Please rescale the records between the line holding "Where can the road surface be found here?" and the line holding "[[362, 384]]", inclusive, and give only those lines again, requests included and left unchanged. Multiply each point coordinate in the answers by 0.4 and round it to a whole number, rounding halves up.

(Pointing dataset records)
= = = = = = =

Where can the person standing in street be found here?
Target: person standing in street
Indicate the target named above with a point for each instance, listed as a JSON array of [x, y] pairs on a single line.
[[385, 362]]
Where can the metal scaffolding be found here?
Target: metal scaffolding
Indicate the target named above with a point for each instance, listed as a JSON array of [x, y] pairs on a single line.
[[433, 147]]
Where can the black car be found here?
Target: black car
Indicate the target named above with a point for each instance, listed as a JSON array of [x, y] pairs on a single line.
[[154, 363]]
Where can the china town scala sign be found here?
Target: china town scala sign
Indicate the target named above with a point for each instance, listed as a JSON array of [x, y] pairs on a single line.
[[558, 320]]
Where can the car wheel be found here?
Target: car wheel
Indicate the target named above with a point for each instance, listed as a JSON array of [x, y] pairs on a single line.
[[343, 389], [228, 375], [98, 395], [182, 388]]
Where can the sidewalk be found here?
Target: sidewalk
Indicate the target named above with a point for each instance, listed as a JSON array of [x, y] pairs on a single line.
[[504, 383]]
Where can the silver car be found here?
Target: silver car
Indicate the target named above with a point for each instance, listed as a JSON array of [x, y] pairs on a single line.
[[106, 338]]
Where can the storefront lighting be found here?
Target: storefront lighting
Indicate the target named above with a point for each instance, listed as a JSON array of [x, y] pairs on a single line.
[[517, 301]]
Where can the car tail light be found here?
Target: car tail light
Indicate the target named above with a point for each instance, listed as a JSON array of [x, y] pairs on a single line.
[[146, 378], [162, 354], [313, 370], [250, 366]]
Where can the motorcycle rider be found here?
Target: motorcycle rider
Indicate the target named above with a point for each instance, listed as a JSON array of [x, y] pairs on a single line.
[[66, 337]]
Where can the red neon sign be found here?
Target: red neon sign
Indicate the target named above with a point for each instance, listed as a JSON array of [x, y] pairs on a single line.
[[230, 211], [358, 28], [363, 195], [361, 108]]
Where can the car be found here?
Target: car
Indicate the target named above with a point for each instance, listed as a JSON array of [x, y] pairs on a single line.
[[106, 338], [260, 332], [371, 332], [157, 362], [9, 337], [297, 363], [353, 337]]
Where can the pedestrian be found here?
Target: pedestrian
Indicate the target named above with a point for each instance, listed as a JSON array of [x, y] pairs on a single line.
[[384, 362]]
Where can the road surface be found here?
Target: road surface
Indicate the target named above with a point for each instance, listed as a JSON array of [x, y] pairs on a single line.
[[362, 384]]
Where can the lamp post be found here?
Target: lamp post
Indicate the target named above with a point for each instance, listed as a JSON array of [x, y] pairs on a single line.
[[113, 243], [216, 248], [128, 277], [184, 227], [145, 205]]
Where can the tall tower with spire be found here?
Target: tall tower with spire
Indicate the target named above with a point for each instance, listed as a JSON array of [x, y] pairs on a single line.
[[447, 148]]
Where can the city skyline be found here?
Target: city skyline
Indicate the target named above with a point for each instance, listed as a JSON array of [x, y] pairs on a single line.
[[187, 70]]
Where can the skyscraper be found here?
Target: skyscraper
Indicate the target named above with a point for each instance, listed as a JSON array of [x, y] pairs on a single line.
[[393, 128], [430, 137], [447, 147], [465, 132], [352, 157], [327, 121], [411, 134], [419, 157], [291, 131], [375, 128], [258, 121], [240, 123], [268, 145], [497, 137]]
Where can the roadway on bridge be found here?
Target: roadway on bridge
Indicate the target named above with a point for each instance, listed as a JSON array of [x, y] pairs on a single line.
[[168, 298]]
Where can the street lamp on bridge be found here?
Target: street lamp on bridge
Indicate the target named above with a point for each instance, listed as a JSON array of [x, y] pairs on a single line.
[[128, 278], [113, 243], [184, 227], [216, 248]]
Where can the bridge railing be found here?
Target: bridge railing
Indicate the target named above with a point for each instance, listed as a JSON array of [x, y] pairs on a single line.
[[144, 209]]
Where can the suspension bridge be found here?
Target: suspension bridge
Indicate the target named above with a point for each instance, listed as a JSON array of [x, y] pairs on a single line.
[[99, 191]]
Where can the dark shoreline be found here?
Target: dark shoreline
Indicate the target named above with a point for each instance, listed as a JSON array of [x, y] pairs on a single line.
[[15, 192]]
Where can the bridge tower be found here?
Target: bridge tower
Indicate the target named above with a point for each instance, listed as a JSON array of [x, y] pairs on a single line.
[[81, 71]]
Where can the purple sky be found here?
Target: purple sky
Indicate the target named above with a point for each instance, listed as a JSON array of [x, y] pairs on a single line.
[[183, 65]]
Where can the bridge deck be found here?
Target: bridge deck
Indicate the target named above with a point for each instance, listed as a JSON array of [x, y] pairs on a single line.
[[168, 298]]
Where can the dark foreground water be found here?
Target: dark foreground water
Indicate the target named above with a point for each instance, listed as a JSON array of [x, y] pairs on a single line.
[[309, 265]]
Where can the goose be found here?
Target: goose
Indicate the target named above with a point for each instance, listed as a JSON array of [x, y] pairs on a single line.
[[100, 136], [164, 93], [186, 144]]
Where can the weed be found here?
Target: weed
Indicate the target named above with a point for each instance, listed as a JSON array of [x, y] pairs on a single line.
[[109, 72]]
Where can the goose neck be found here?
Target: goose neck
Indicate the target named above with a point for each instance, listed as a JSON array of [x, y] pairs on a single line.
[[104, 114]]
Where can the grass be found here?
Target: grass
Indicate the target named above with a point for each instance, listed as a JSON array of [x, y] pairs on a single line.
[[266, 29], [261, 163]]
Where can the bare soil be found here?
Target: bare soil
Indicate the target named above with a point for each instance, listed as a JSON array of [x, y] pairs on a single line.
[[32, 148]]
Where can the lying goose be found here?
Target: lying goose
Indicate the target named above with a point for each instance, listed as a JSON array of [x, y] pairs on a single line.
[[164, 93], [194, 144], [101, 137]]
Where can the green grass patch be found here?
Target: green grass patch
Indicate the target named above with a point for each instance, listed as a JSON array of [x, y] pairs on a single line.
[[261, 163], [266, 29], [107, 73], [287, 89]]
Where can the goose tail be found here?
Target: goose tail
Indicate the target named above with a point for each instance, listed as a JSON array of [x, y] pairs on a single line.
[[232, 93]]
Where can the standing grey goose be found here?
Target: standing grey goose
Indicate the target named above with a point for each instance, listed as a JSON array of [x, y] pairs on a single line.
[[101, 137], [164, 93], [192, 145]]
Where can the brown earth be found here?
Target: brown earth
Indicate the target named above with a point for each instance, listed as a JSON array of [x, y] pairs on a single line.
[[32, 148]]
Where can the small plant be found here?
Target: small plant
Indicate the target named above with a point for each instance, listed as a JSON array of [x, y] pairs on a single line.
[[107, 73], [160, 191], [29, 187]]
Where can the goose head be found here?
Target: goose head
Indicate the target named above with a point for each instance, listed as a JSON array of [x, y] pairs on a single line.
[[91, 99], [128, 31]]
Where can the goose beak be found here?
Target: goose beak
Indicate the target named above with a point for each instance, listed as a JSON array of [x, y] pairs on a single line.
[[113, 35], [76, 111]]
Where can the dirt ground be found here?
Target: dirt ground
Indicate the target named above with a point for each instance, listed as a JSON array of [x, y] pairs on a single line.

= = = = = = =

Response.
Where can the road surface be found here?
Target: road surface
Indicate the target named above with a point for each instance, listed as a JSON array of [x, y] pairs on a single line.
[[145, 154]]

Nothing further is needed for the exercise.